Prompt: Set the listing down exactly; no pictures.

- - - - - - -

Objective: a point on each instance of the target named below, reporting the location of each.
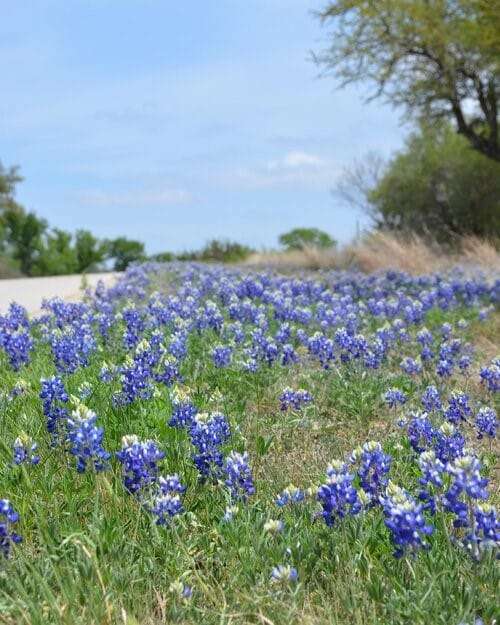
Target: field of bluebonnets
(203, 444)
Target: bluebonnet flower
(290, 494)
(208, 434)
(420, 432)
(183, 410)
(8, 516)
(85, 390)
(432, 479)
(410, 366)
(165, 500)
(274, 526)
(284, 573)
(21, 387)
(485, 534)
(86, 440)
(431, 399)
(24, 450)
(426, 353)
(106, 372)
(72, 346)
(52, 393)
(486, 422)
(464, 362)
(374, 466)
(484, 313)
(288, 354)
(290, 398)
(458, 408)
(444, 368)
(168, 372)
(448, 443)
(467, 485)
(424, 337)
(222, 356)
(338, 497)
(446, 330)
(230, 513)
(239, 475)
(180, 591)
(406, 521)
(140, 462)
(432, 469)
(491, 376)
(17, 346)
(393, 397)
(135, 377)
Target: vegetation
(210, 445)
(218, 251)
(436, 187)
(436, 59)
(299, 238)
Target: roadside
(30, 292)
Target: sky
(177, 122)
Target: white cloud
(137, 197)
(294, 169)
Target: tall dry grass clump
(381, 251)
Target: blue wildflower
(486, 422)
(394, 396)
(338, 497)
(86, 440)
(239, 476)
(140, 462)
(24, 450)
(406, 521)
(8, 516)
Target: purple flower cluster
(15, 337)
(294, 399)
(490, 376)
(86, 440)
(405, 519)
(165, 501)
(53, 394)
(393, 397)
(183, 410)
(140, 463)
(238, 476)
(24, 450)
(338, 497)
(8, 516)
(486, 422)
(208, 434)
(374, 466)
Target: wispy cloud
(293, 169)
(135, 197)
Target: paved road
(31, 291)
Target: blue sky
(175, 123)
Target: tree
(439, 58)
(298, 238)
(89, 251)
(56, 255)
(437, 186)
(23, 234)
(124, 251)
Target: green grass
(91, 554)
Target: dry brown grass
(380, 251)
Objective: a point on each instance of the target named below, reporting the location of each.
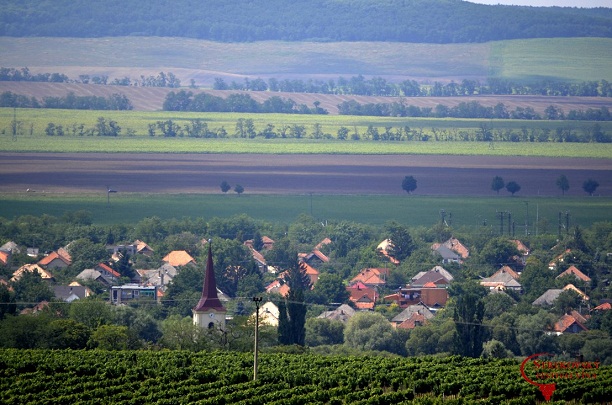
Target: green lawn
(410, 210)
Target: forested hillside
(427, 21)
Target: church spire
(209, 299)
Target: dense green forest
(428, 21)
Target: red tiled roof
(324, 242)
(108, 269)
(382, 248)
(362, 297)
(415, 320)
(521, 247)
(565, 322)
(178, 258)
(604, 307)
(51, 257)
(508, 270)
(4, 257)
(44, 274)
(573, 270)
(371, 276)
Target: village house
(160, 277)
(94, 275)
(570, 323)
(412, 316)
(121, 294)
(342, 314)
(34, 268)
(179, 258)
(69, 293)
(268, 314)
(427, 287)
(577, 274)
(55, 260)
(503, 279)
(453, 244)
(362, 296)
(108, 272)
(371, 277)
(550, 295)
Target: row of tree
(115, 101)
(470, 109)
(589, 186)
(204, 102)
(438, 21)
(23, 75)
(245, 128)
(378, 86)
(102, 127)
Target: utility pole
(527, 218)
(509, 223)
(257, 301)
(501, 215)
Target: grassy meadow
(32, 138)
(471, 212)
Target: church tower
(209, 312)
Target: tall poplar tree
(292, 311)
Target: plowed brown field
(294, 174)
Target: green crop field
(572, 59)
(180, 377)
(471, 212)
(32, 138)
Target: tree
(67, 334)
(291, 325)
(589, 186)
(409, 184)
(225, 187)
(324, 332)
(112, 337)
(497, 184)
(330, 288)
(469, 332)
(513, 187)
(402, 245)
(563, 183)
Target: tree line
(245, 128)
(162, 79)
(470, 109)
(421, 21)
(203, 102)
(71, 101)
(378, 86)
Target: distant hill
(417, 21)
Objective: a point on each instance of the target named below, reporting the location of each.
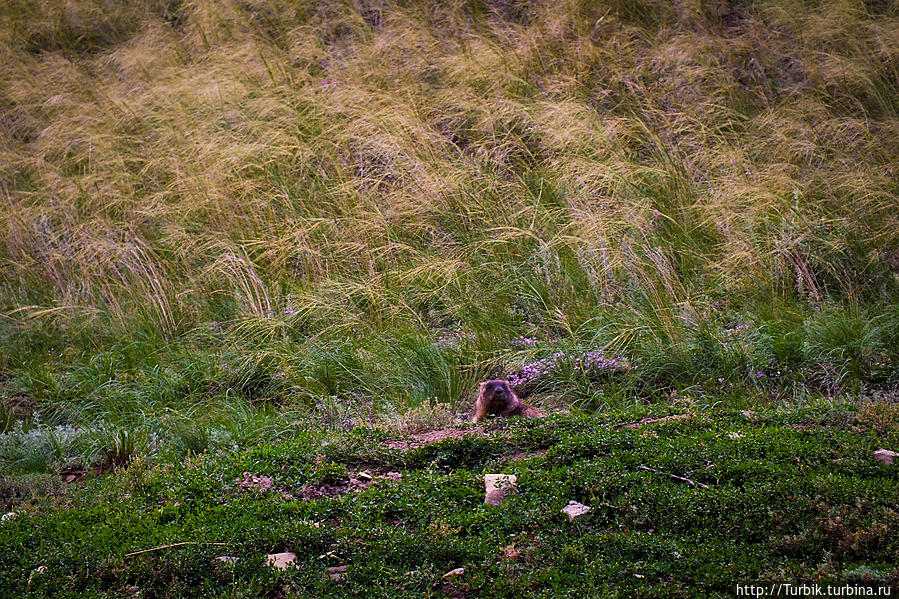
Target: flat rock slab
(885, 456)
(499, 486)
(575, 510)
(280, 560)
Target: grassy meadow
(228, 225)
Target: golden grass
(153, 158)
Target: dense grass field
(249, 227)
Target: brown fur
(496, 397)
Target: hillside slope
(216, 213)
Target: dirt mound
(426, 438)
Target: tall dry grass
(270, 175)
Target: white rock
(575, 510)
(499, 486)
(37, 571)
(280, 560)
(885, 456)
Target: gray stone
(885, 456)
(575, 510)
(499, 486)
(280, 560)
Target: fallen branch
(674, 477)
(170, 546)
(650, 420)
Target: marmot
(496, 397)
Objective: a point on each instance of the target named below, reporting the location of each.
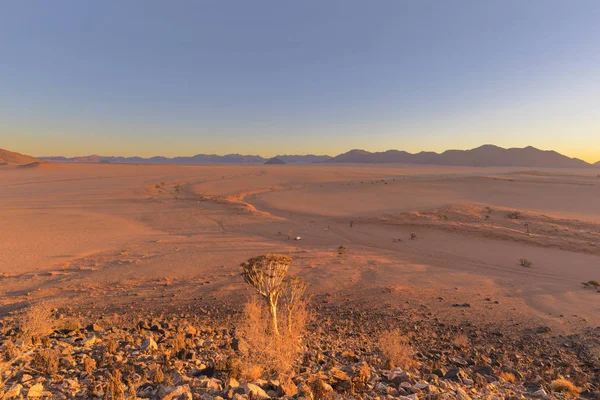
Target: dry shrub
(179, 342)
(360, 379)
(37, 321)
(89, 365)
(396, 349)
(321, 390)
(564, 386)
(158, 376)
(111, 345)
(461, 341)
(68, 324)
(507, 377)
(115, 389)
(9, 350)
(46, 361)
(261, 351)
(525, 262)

- - - - - - -

Exercise output:
Objective: a point on each instance of the target named below, reporting the location of each.
Target: field of bluebonnets
(203, 444)
Target: bluebonnet flower
(290, 494)
(208, 434)
(420, 432)
(183, 410)
(8, 516)
(85, 390)
(432, 479)
(410, 366)
(165, 500)
(274, 526)
(284, 573)
(21, 387)
(485, 534)
(86, 440)
(431, 399)
(24, 450)
(426, 353)
(106, 372)
(72, 346)
(52, 393)
(486, 422)
(464, 362)
(374, 466)
(484, 313)
(288, 354)
(290, 398)
(458, 408)
(444, 368)
(168, 372)
(448, 443)
(467, 485)
(424, 337)
(222, 356)
(338, 497)
(446, 330)
(230, 513)
(239, 475)
(180, 591)
(406, 521)
(140, 462)
(432, 469)
(491, 376)
(17, 346)
(393, 397)
(135, 377)
Target: vegetation
(210, 445)
(218, 251)
(436, 187)
(436, 59)
(299, 238)
Target: roadside
(30, 292)
Target: sky
(177, 122)
Target: white cloud
(137, 197)
(294, 169)
Target: tall dry grass clump
(381, 251)
Target: blue wildflower
(486, 422)
(394, 396)
(338, 497)
(86, 440)
(239, 476)
(140, 462)
(24, 450)
(406, 521)
(8, 516)
Target: purple flower cluster
(15, 337)
(294, 399)
(490, 376)
(86, 440)
(405, 519)
(165, 501)
(53, 394)
(393, 397)
(183, 410)
(140, 463)
(238, 476)
(24, 450)
(338, 497)
(8, 516)
(486, 422)
(208, 434)
(374, 466)
Target: wispy cloud
(293, 169)
(135, 197)
Target: paved road
(31, 291)
Target: blue sky
(175, 123)
Target: tree
(439, 58)
(298, 238)
(89, 251)
(56, 255)
(437, 186)
(23, 234)
(124, 251)
Target: green grass
(91, 554)
Target: dry brown grass
(380, 251)
Objective: a point on each instance of the target named below, reporting the location of each.
Target: green lawn
(410, 210)
Target: forested hillside
(427, 21)
Target: church spire
(209, 299)
Target: dense green forest
(428, 21)
Target: red tiled roof
(324, 242)
(108, 269)
(382, 248)
(362, 297)
(415, 320)
(521, 247)
(565, 322)
(178, 258)
(604, 307)
(51, 257)
(508, 270)
(4, 257)
(44, 274)
(573, 270)
(371, 276)
Target: village house
(160, 277)
(94, 275)
(570, 323)
(412, 316)
(121, 294)
(342, 314)
(34, 268)
(179, 258)
(69, 293)
(268, 314)
(427, 287)
(577, 274)
(55, 260)
(503, 279)
(453, 244)
(362, 296)
(108, 272)
(371, 277)
(550, 295)
Target: row of tree
(115, 101)
(470, 109)
(589, 186)
(204, 102)
(438, 21)
(23, 75)
(245, 128)
(378, 86)
(102, 127)
Target: utility pole
(527, 218)
(509, 223)
(257, 301)
(501, 215)
Target: grassy meadow
(32, 138)
(471, 212)
Target: church tower
(209, 312)
Target: tall poplar tree
(292, 311)
Target: plowed brown field
(294, 174)
Target: green crop field
(572, 59)
(180, 377)
(471, 212)
(32, 138)
Target: tree
(67, 334)
(291, 325)
(589, 186)
(409, 184)
(225, 187)
(324, 332)
(112, 337)
(497, 184)
(330, 288)
(469, 332)
(513, 187)
(402, 245)
(563, 183)
Target: tree line
(245, 128)
(162, 79)
(470, 109)
(421, 21)
(203, 102)
(71, 101)
(378, 86)
Target: distant hill
(417, 21)
Objective: a point on each instance of the target named below, reporting the location of each.
Target: flat rock slab
(885, 456)
(499, 486)
(575, 510)
(280, 560)
Target: grassy meadow
(228, 225)
Target: golden grass
(153, 158)
Target: dense grass field
(249, 227)
Target: brown fur
(496, 397)
Target: hillside slope
(216, 213)
Target: dirt mound
(426, 438)
Target: tall dry grass
(270, 175)
Target: white rock
(575, 510)
(499, 486)
(37, 571)
(280, 560)
(885, 456)
Target: gray stone
(885, 456)
(575, 510)
(499, 486)
(280, 560)
Target: fallen branch
(674, 477)
(170, 546)
(650, 420)
Target: marmot
(496, 397)
Objective: a point on each instance of the target named below, reporting the location of each.
Target: dry shrub
(179, 342)
(360, 379)
(37, 321)
(89, 365)
(396, 349)
(321, 390)
(564, 386)
(158, 376)
(111, 345)
(461, 341)
(68, 324)
(507, 377)
(115, 389)
(9, 350)
(46, 361)
(261, 351)
(525, 262)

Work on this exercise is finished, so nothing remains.